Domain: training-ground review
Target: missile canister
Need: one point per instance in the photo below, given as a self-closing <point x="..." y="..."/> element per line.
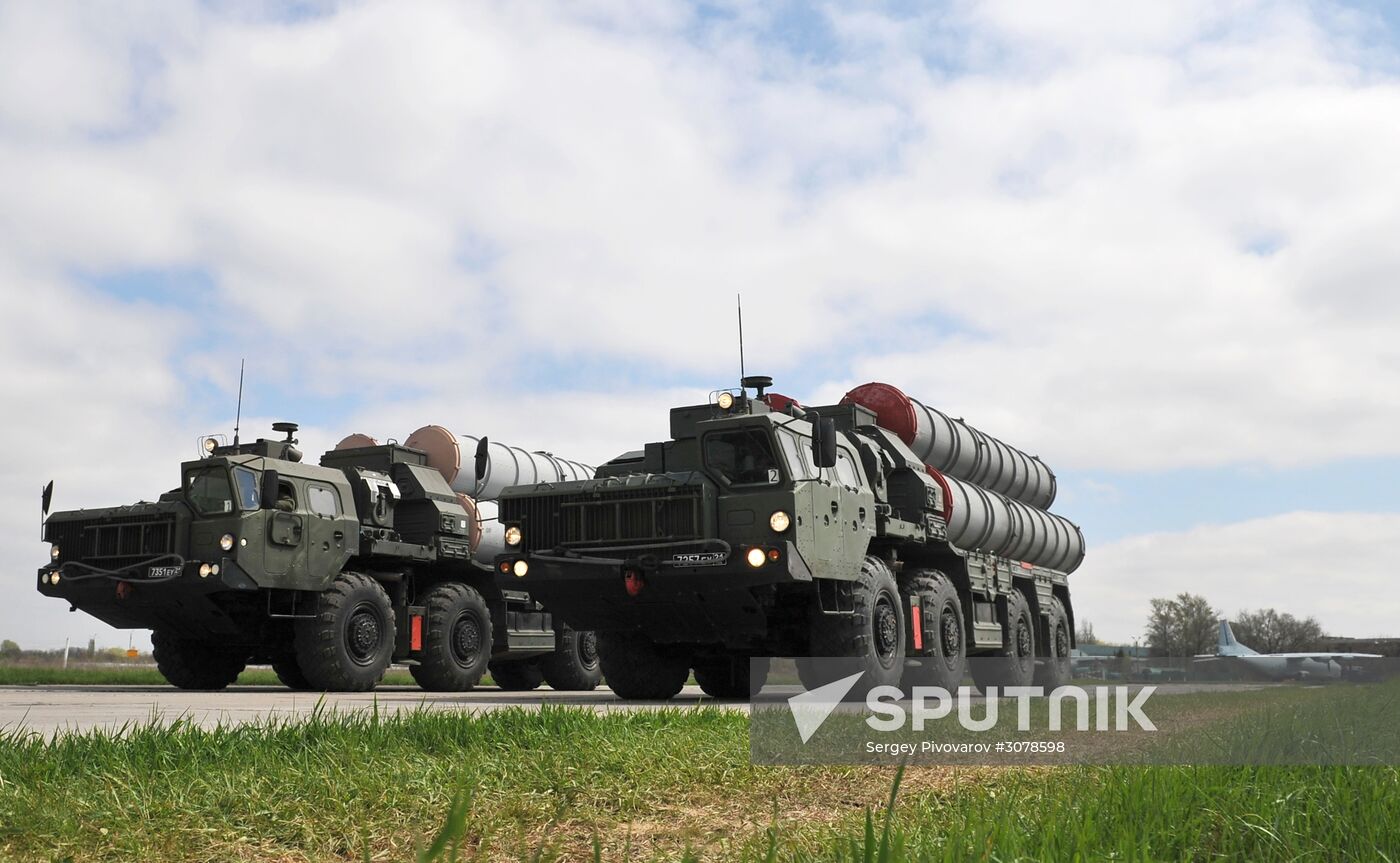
<point x="455" y="458"/>
<point x="983" y="520"/>
<point x="956" y="449"/>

***

• **PROBLEM REQUIREMENTS**: Reproduce every line of the records above without changing anything, but leave out the pictures.

• **EXERCISE SOLUTION**:
Domain: training-ground review
Target: missile canister
Need: one point per instance in the photo below, given as a self-closing <point x="..." y="..."/> element per line.
<point x="455" y="458"/>
<point x="983" y="520"/>
<point x="956" y="449"/>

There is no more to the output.